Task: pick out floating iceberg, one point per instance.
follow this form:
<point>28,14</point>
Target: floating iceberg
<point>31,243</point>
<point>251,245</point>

THE PROBLEM
Copy all of these entries again line for line, requests included, and add 50 to each coordinate in the answers. Leave the numbers in the requests and their format samples as they are.

ANSWER FOR THIS EXERCISE
Task: pick out floating iceberg, one point per instance.
follow this form:
<point>28,14</point>
Target: floating iceberg
<point>81,293</point>
<point>301,295</point>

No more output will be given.